Begin Provided records
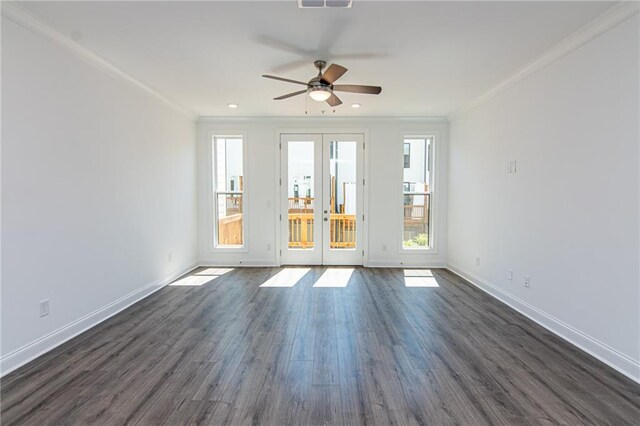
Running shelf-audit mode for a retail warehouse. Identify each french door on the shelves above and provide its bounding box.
[280,134,364,265]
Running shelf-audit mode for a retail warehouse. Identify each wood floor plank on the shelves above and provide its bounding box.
[0,267,640,426]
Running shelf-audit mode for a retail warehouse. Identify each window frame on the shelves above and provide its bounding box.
[398,132,438,254]
[402,144,411,169]
[207,131,249,253]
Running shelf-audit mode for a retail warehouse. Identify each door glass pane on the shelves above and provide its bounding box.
[214,137,244,247]
[329,141,358,249]
[287,142,315,250]
[402,138,431,248]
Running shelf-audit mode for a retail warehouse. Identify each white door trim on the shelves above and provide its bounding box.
[274,127,371,266]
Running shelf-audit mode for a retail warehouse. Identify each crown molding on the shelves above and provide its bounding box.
[447,0,640,120]
[0,1,198,121]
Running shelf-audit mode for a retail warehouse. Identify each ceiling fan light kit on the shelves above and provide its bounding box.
[307,86,331,102]
[262,60,382,107]
[298,0,353,9]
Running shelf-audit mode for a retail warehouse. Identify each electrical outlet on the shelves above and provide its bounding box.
[40,299,49,317]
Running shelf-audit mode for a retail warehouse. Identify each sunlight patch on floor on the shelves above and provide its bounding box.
[195,268,233,277]
[313,268,354,287]
[260,268,310,287]
[404,269,440,288]
[169,268,233,287]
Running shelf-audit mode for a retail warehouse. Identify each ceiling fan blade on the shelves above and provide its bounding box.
[262,74,307,86]
[273,89,307,101]
[327,93,342,106]
[333,84,382,95]
[321,64,347,84]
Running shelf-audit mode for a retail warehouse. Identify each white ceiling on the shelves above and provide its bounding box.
[20,0,613,116]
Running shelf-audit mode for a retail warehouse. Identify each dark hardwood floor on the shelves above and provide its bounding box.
[1,267,640,425]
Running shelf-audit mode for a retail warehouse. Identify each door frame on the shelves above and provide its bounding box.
[273,126,371,266]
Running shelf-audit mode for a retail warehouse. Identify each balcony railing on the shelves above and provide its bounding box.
[288,213,356,248]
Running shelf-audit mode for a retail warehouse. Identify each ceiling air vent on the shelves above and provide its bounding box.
[298,0,353,9]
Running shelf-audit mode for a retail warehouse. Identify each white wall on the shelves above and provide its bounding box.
[448,15,640,379]
[1,17,197,373]
[198,117,448,266]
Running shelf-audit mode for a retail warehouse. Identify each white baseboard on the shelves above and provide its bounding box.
[0,262,198,377]
[447,264,640,383]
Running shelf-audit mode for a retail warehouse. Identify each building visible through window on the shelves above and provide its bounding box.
[402,137,432,249]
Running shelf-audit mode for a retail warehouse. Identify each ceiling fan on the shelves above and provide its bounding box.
[262,61,382,107]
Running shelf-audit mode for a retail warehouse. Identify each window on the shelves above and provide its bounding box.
[403,142,411,169]
[402,136,433,249]
[211,136,244,248]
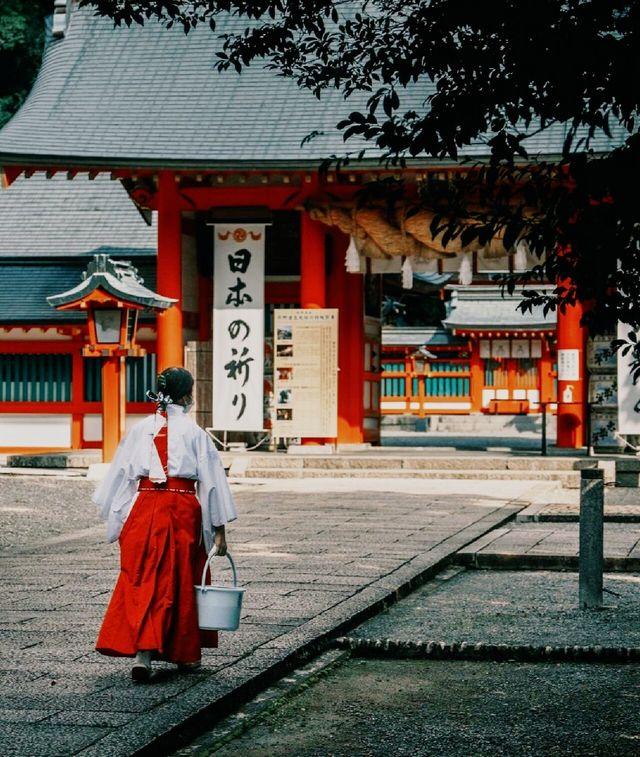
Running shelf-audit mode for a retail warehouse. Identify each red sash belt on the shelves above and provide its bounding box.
[138,476,196,494]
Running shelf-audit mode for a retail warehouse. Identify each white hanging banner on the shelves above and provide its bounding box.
[618,323,640,434]
[213,224,265,431]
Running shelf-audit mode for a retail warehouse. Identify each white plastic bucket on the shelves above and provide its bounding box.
[195,552,244,631]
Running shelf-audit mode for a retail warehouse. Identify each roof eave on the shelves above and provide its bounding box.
[0,152,561,171]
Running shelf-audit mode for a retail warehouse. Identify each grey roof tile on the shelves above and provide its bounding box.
[0,9,621,168]
[0,174,157,265]
[442,286,556,330]
[0,258,156,325]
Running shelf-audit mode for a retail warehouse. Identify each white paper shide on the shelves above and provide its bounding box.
[618,323,640,434]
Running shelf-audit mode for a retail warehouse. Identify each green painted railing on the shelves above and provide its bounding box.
[0,354,72,402]
[382,362,471,399]
[84,355,157,402]
[381,363,407,397]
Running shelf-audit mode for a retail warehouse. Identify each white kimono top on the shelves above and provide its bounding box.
[93,405,237,552]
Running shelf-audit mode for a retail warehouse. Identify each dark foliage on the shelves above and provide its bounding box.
[81,0,640,370]
[0,0,53,127]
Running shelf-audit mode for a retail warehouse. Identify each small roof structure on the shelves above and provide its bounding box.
[47,255,177,310]
[382,326,468,348]
[0,4,621,170]
[442,286,556,334]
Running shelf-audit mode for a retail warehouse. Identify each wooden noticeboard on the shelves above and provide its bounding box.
[273,308,338,439]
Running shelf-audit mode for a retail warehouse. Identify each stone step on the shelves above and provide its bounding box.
[221,452,597,471]
[244,467,580,488]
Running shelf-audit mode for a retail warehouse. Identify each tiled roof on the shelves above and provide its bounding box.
[0,174,157,256]
[0,258,156,325]
[442,286,556,331]
[0,9,632,168]
[382,326,467,347]
[47,255,177,310]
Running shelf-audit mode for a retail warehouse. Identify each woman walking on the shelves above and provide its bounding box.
[93,368,236,681]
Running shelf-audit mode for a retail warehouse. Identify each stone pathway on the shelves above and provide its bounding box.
[457,522,640,571]
[516,485,640,523]
[0,476,536,757]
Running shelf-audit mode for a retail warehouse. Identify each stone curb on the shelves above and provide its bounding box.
[107,500,529,757]
[454,551,640,573]
[335,636,640,663]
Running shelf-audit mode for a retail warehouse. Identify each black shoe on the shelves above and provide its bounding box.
[131,651,151,683]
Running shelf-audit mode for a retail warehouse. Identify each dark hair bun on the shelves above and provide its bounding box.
[156,367,193,402]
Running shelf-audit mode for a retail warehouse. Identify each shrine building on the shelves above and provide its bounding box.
[0,3,624,448]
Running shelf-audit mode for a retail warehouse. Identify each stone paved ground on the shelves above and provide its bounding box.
[349,568,640,648]
[517,485,640,522]
[0,476,536,757]
[459,522,640,570]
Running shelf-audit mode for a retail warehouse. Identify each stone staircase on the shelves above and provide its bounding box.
[222,452,598,488]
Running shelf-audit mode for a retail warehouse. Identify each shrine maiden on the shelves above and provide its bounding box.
[93,368,236,681]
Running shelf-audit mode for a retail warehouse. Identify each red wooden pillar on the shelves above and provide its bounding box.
[102,355,123,463]
[469,339,484,413]
[300,212,328,445]
[539,338,556,403]
[71,345,84,449]
[300,213,327,308]
[329,230,364,444]
[557,302,586,449]
[156,171,184,371]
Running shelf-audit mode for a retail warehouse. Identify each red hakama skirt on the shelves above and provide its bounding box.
[96,490,218,663]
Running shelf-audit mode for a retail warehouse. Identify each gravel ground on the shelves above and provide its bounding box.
[208,659,640,757]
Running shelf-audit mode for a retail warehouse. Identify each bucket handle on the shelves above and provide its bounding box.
[200,547,238,588]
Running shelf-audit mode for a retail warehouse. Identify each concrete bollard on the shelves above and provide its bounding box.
[578,468,604,610]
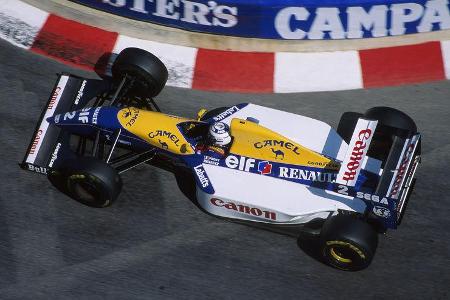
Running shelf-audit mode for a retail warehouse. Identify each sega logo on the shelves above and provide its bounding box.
[225,155,256,172]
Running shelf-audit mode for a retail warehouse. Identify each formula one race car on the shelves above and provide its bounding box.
[21,48,420,270]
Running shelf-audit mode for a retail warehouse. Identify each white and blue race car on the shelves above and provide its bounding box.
[21,48,420,270]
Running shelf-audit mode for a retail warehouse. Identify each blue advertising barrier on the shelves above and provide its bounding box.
[71,0,450,40]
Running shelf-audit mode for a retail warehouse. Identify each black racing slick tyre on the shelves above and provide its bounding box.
[364,106,417,133]
[321,215,378,271]
[200,107,229,121]
[111,48,169,97]
[49,157,122,207]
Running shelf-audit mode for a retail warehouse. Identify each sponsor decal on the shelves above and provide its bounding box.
[99,0,238,28]
[343,129,372,180]
[47,86,61,110]
[26,76,69,164]
[210,198,277,220]
[203,155,220,166]
[48,143,61,168]
[92,107,101,124]
[75,80,87,105]
[122,107,139,127]
[253,140,300,157]
[356,192,389,205]
[389,144,414,198]
[27,164,47,175]
[194,165,209,188]
[258,160,272,175]
[278,167,337,182]
[372,206,391,218]
[274,0,450,40]
[225,155,256,172]
[78,107,91,124]
[336,118,378,186]
[28,129,44,154]
[148,130,180,149]
[76,0,450,40]
[213,106,239,122]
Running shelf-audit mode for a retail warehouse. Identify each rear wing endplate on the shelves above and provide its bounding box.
[20,74,110,174]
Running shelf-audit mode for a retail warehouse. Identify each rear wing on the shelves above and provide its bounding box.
[333,118,421,228]
[20,74,107,174]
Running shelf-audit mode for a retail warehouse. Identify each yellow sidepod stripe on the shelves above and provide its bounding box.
[230,119,339,170]
[117,107,194,155]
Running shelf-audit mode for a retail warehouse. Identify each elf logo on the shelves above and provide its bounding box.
[225,155,255,172]
[258,160,272,175]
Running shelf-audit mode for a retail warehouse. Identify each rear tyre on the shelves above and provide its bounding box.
[111,48,168,97]
[321,215,378,271]
[49,157,122,207]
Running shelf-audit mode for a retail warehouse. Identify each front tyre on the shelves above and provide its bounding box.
[321,215,378,271]
[111,48,169,98]
[50,157,122,207]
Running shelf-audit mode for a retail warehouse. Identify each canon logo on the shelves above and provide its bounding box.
[210,198,277,220]
[343,129,372,180]
[47,86,61,109]
[30,129,43,154]
[389,144,414,198]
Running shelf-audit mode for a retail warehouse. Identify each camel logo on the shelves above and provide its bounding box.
[148,130,180,149]
[253,140,300,159]
[122,107,139,127]
[122,108,131,118]
[158,139,169,150]
[372,206,391,218]
[270,148,284,160]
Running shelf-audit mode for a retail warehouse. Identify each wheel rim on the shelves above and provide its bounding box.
[330,247,352,264]
[70,176,100,203]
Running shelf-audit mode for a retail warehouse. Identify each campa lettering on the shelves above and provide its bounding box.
[274,0,450,40]
[148,130,180,146]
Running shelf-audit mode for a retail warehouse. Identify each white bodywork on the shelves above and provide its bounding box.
[197,104,380,224]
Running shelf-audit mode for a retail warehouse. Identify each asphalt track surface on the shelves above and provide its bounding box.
[0,41,450,299]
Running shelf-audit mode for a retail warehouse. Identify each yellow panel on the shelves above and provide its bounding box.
[117,107,194,155]
[230,119,339,170]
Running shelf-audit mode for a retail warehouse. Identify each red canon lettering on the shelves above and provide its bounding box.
[30,129,42,154]
[210,198,277,220]
[47,86,61,109]
[389,144,414,197]
[359,128,372,141]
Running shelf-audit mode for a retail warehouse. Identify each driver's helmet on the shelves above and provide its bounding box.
[208,122,231,146]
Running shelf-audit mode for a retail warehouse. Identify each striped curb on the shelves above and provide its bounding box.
[0,0,450,93]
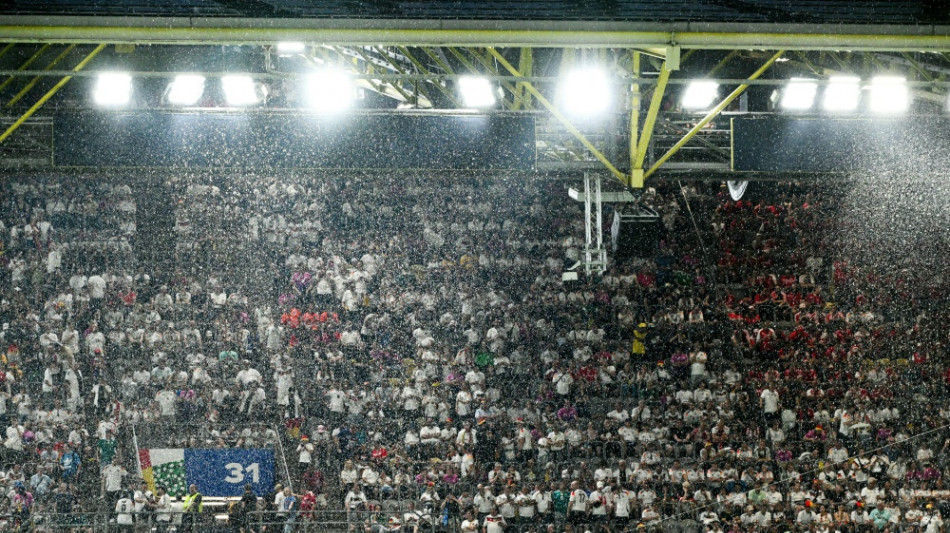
End Provided records
Copy out the material word for word, from its start through the line containing "[40,299,49,317]", and leave the pictures out of your copy.

Running shelf-audit mode for a retail warehouse. Identify each french door on the shelves above and provide its bounding box.
[280,134,364,265]
Running shelf-audit mode for a retail warehouse. Identify each wood floor plank on the shelves above and provide its bounding box.
[0,267,640,426]
Running shelf-audit mode for a retail warehouse. Identify each window frame on the shelves above and provide its bounding box.
[398,132,438,254]
[402,144,411,169]
[207,131,249,253]
Running shelf-audit mode for a retail warehouse. Identify each door glass pane on the shelves above and provide its bounding box.
[214,137,244,247]
[329,141,358,249]
[287,142,315,250]
[402,138,431,248]
Running shelf-audit mode for a retail warehouse. Identify each white door trim on the shelves above and provide its bounding box.
[274,127,371,266]
Running shelf-audit mode for a retail warehouse. Identify each crown molding on the shelves above and provide its bounding box.
[447,0,640,120]
[0,1,198,121]
Running shelf-audit mode for a retail warehouse. Identify each ceiling fan light kit on the shelves above and provide its bounding box.
[307,86,331,102]
[262,60,382,107]
[298,0,353,9]
Running shelf-audit mode for a retail warehouse. Identify each electrical outlet on the shelves above and provide its bounding box.
[40,299,49,317]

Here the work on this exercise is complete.